Exercise:
Filter the entries down to the lines holding "pink", then copy those lines.
-- Record excerpts follows --
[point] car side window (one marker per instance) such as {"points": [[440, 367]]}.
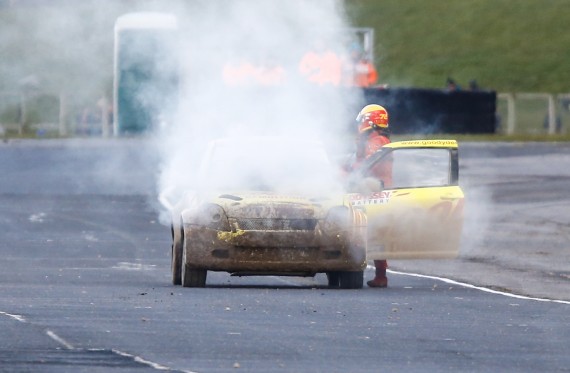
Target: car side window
{"points": [[413, 168]]}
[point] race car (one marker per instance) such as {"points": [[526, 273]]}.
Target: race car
{"points": [[284, 209]]}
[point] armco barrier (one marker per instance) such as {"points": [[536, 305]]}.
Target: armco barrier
{"points": [[425, 111]]}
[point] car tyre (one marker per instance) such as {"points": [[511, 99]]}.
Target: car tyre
{"points": [[333, 279], [351, 280], [192, 278]]}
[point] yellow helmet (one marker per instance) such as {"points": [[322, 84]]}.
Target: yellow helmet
{"points": [[371, 117]]}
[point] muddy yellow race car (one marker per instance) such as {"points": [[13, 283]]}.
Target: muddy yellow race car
{"points": [[283, 209]]}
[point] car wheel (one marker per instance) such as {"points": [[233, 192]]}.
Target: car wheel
{"points": [[192, 278], [351, 280], [334, 279]]}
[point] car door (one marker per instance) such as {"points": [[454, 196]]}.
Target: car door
{"points": [[416, 211]]}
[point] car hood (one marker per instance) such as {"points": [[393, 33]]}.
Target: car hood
{"points": [[270, 205]]}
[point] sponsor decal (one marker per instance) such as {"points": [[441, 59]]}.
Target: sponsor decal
{"points": [[376, 198]]}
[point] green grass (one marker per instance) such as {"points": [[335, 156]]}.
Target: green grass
{"points": [[506, 45]]}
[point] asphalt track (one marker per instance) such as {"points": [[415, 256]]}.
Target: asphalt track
{"points": [[85, 278]]}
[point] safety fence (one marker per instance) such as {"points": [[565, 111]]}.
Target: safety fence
{"points": [[415, 111]]}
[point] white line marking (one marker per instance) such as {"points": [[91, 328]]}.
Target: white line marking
{"points": [[59, 340], [15, 317], [480, 288], [69, 346]]}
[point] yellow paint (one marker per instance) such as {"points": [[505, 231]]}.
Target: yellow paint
{"points": [[229, 236]]}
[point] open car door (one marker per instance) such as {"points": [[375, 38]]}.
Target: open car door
{"points": [[416, 210]]}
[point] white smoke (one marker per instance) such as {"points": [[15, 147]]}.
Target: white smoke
{"points": [[259, 32]]}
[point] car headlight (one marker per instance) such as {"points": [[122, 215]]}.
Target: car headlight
{"points": [[208, 215]]}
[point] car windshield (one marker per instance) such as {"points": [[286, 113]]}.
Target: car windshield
{"points": [[272, 164]]}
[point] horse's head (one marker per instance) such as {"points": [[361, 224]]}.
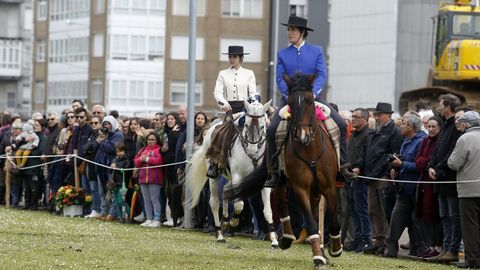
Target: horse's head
{"points": [[302, 106], [255, 121]]}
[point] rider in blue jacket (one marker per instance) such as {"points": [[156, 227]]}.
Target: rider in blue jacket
{"points": [[301, 57]]}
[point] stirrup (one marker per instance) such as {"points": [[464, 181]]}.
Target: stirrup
{"points": [[213, 171], [273, 180], [346, 172]]}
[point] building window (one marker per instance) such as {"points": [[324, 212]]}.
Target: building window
{"points": [[138, 48], [252, 46], [40, 51], [99, 6], [155, 93], [41, 10], [119, 88], [97, 45], [120, 6], [178, 93], [140, 7], [69, 9], [157, 7], [11, 100], [119, 47], [155, 48], [136, 93], [182, 7], [28, 19], [242, 8], [97, 91], [179, 48], [39, 97]]}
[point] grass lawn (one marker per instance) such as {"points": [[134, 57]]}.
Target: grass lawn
{"points": [[38, 240]]}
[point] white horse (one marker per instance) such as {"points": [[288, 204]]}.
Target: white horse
{"points": [[246, 155]]}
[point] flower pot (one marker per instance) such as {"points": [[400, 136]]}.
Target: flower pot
{"points": [[73, 210]]}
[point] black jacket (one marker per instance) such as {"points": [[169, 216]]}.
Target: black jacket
{"points": [[52, 139], [373, 161], [355, 145], [40, 150], [445, 144], [121, 163], [80, 138]]}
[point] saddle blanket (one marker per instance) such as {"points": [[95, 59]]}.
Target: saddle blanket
{"points": [[322, 113]]}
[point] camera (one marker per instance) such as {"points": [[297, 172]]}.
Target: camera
{"points": [[391, 157]]}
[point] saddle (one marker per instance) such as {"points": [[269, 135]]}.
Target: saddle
{"points": [[323, 118], [223, 138]]}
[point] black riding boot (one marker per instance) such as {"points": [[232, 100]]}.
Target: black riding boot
{"points": [[273, 177], [213, 171]]}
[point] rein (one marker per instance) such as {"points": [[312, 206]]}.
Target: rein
{"points": [[245, 141]]}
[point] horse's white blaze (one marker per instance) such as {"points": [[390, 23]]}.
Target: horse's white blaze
{"points": [[303, 137]]}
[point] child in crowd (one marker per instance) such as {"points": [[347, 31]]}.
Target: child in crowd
{"points": [[114, 185], [27, 141]]}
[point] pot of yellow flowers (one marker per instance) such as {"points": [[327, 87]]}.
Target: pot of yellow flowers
{"points": [[71, 200]]}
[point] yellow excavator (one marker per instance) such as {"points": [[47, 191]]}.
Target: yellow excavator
{"points": [[456, 65]]}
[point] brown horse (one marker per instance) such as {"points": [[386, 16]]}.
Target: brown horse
{"points": [[311, 169]]}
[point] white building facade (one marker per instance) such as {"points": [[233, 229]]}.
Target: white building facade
{"points": [[16, 25], [101, 52]]}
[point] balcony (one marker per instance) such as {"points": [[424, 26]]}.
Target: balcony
{"points": [[10, 58]]}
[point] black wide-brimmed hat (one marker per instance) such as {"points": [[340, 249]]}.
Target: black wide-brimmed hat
{"points": [[235, 50], [383, 107], [298, 22]]}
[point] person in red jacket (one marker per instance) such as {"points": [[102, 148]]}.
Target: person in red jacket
{"points": [[150, 179]]}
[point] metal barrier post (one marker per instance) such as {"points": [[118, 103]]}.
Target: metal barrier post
{"points": [[75, 168], [7, 181]]}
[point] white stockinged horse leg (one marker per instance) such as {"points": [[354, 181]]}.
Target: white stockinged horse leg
{"points": [[215, 206], [267, 212], [238, 208]]}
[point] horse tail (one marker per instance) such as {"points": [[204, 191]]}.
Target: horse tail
{"points": [[249, 184], [196, 176]]}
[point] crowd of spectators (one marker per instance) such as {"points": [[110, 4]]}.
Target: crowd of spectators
{"points": [[421, 145]]}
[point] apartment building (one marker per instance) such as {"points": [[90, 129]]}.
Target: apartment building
{"points": [[220, 23], [16, 25], [101, 52]]}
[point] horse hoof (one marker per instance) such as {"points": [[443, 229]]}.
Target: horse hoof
{"points": [[335, 254], [320, 263], [284, 243]]}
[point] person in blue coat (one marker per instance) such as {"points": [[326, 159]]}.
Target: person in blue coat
{"points": [[305, 58]]}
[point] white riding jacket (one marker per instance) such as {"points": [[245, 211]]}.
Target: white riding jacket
{"points": [[235, 85]]}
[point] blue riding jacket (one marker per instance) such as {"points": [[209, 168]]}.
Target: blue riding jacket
{"points": [[307, 60]]}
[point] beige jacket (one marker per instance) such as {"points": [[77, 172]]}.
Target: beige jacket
{"points": [[235, 85], [465, 159]]}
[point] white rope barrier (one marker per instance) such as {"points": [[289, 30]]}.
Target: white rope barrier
{"points": [[418, 182], [132, 169], [67, 157]]}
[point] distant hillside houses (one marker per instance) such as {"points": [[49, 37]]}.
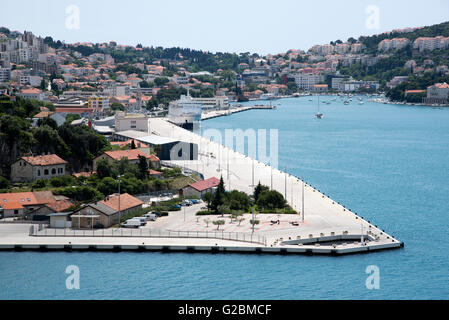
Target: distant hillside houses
{"points": [[430, 44], [395, 43], [437, 94]]}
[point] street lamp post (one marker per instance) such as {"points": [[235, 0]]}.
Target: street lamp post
{"points": [[285, 193], [302, 199], [119, 213]]}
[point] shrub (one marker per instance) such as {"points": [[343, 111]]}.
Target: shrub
{"points": [[205, 213], [4, 183], [39, 184]]}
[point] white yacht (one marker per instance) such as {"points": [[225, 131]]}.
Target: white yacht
{"points": [[185, 112]]}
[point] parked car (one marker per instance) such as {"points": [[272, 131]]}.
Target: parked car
{"points": [[131, 224], [143, 220], [150, 216]]}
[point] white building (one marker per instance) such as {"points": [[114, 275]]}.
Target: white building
{"points": [[33, 81], [5, 74], [427, 43], [438, 93], [307, 80], [131, 121], [32, 93], [395, 43]]}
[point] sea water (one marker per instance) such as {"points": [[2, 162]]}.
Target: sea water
{"points": [[388, 163]]}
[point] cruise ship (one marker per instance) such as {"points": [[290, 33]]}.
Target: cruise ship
{"points": [[185, 112]]}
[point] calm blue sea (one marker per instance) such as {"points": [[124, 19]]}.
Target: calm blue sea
{"points": [[390, 164]]}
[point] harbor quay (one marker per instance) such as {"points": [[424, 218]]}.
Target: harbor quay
{"points": [[319, 218], [321, 225]]}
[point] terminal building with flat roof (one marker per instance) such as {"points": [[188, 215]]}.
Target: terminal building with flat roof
{"points": [[167, 149]]}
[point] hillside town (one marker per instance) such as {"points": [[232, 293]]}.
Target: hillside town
{"points": [[86, 110], [95, 79]]}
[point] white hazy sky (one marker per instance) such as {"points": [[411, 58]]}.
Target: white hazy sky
{"points": [[262, 26]]}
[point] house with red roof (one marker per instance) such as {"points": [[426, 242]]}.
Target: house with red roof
{"points": [[132, 155], [29, 169], [438, 93], [199, 188], [19, 204], [106, 212]]}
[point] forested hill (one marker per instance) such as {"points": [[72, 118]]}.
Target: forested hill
{"points": [[371, 42], [427, 64]]}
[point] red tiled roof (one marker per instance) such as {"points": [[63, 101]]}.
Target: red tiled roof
{"points": [[43, 114], [83, 174], [132, 154], [59, 206], [17, 200], [126, 202], [205, 184], [14, 201], [45, 160], [74, 110]]}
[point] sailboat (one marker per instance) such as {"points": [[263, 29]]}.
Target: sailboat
{"points": [[319, 115]]}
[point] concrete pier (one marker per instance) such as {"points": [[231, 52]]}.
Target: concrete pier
{"points": [[328, 228], [322, 215]]}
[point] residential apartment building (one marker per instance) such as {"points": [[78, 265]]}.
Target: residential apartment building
{"points": [[395, 43], [106, 212], [28, 169], [5, 74], [131, 121], [306, 81], [438, 93], [98, 104], [32, 93], [428, 43]]}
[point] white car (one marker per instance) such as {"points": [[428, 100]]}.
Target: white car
{"points": [[131, 224], [150, 217], [142, 220]]}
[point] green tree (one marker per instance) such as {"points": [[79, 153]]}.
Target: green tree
{"points": [[104, 168], [218, 223], [4, 183], [143, 167], [47, 122], [258, 190], [223, 209], [208, 197], [271, 199]]}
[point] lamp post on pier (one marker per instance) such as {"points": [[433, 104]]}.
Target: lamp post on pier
{"points": [[119, 214], [302, 199]]}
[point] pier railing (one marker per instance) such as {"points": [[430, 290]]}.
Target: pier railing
{"points": [[148, 233]]}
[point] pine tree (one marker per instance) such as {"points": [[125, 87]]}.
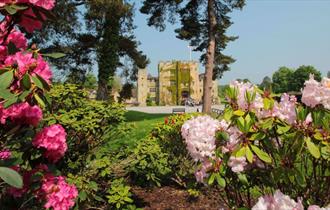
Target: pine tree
{"points": [[204, 24]]}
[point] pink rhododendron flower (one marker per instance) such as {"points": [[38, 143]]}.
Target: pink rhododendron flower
-- Record excerpts concluded --
Exercise response:
[point] pink rhododendron flower (one marker per instance) such as {"points": [[38, 143]]}.
Target: pink rhododendron flower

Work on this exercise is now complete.